_Document passage_:
******
Under attack from all sides, inspectors from the European Commission, the European Central Bank and the International Monetary Fund, known as the "Troika," met with Greek government officials in Athens this week to negotiate budget gaps and discuss Greece's fiscal management of current bailout funds totaling 240 billion euros ($324 billion). If requirements are met, Greece will be granted another one billion euros ($1.35 billion) in rescue loans.
Patched together in 2010, the "Troika," was set up to monitor the financial situation as Greece teetered on the brink of insolvency. But some are beginning to question whether cracks in the trilateral partnership are hindering the Troika's effectiveness.
During the recent audit of Greece, members of the European parliament (MEPs) attacked the Troika's opening observations. "It is like hearing the spokespersons of Alice in Wonderland! Your forecasts have been worse than the worst weather forecast I ever heard", said Belgian MEP, Dirk Jan Eppink.
Greek citizens took to the street in a wave of anti-austerity demonstrators. Greece's largest public and private sector unions shut down much of the country with strikes. "The government and the Troika are destroying this country," port workers said in a statement.
Similar movements have sprouted up throughout Europe in Spain, Portugal, Slovenia, including Germany in early June when 7,000 protestors gathered near the European Central Bank headquarters in Frankfurt carrying signs that said "Make Love Not Money" and "Troika, IMF, get out of Greece."
The Troika a 'political catastrophe'
Protestors aside, three years into the partnership even members of the European Commission have been critical of the aftermath, calling for the Troika's disbandment. At a meeting in July, European Commission vice-president Viviane Reding criticized the IMF's lack of transparency and called for the partnership to be dissolved. Reding's spokesperson, Mina Andreeva, said Reding maintains the sentiment. In an interview with Greek newspaper Kathimerini, Reding questioned the democratic legitimacy of the IMF.
******
_Provided records_:

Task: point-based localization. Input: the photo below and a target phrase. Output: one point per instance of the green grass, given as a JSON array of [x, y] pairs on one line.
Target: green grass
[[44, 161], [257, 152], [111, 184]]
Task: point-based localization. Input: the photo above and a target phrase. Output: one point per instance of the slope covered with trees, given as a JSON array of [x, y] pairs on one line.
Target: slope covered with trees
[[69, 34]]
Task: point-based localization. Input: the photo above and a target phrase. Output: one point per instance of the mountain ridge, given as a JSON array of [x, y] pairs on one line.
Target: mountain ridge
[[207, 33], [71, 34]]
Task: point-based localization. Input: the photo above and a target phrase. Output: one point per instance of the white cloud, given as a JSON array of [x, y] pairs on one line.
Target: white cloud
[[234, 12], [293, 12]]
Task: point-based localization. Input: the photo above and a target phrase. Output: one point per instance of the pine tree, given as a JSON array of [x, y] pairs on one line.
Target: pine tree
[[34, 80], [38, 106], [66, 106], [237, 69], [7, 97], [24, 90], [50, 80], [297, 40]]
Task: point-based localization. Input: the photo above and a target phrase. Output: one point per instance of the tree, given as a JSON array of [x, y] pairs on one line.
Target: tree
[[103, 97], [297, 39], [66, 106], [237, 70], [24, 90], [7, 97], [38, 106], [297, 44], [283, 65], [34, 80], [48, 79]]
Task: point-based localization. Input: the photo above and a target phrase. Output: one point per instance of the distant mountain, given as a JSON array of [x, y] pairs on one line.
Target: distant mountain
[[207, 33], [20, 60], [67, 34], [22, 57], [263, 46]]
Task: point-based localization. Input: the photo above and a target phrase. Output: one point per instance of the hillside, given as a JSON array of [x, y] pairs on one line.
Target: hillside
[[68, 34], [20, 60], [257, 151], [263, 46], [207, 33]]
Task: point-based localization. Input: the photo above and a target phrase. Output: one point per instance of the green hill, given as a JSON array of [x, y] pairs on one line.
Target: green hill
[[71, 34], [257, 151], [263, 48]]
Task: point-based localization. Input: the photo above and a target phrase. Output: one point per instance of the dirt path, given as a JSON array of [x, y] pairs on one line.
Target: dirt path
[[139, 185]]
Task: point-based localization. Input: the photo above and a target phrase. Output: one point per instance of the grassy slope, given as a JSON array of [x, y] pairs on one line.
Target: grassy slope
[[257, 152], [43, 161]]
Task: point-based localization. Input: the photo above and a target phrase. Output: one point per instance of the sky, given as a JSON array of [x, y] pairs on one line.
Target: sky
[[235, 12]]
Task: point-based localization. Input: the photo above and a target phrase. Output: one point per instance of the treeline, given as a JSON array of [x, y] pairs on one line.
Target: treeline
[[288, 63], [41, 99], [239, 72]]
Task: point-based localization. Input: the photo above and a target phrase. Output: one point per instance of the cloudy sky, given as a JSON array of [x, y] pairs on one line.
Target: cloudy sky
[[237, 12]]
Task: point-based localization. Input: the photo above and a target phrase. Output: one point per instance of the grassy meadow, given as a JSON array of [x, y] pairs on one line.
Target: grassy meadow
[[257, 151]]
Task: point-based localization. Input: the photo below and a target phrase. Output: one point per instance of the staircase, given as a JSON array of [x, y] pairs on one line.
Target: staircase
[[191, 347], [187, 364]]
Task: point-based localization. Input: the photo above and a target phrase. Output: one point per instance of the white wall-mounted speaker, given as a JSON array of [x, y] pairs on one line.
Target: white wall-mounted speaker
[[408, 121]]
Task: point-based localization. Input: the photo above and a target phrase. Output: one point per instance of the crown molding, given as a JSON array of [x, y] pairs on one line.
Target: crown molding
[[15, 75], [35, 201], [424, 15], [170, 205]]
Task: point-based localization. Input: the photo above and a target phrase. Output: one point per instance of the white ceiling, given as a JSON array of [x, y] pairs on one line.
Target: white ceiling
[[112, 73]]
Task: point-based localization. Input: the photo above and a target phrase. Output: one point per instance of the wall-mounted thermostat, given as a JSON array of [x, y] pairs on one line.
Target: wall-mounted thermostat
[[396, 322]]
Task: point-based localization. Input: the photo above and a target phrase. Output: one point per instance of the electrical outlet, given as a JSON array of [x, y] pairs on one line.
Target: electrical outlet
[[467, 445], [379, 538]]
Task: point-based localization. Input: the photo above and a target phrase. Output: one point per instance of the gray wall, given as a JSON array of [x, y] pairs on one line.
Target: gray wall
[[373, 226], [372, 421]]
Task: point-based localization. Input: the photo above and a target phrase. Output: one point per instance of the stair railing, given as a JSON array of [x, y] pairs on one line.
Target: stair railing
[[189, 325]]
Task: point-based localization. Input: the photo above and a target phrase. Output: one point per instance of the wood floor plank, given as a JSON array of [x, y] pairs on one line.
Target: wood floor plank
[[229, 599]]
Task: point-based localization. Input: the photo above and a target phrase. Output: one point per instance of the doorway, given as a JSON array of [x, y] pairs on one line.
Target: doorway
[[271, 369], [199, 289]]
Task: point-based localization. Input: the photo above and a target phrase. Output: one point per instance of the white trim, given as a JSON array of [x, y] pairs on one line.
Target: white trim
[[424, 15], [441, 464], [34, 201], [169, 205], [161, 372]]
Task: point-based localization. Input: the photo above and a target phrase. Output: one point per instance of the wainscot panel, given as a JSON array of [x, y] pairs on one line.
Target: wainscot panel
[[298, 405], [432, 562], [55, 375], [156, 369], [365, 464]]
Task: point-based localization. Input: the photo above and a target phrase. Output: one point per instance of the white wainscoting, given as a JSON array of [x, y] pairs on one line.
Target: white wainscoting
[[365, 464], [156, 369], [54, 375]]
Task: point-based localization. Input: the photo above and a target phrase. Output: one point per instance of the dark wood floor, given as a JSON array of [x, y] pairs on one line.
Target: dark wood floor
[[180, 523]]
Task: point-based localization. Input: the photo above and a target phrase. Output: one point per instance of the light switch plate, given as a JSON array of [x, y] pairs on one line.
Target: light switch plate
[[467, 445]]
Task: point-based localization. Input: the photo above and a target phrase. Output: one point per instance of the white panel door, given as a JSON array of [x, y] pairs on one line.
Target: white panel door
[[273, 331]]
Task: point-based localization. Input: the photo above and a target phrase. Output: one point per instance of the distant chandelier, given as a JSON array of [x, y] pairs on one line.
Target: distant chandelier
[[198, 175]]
******
_Request_: Write out, word for word, everything in the article on the Troika and Greece's bailout from "Patched together in" down to "Dirk Jan Eppink.".

_Result of this exercise_:
Patched together in 2010, the "Troika," was set up to monitor the financial situation as Greece teetered on the brink of insolvency. But some are beginning to question whether cracks in the trilateral partnership are hindering the Troika's effectiveness.
During the recent audit of Greece, members of the European parliament (MEPs) attacked the Troika's opening observations. "It is like hearing the spokespersons of Alice in Wonderland! Your forecasts have been worse than the worst weather forecast I ever heard", said Belgian MEP, Dirk Jan Eppink.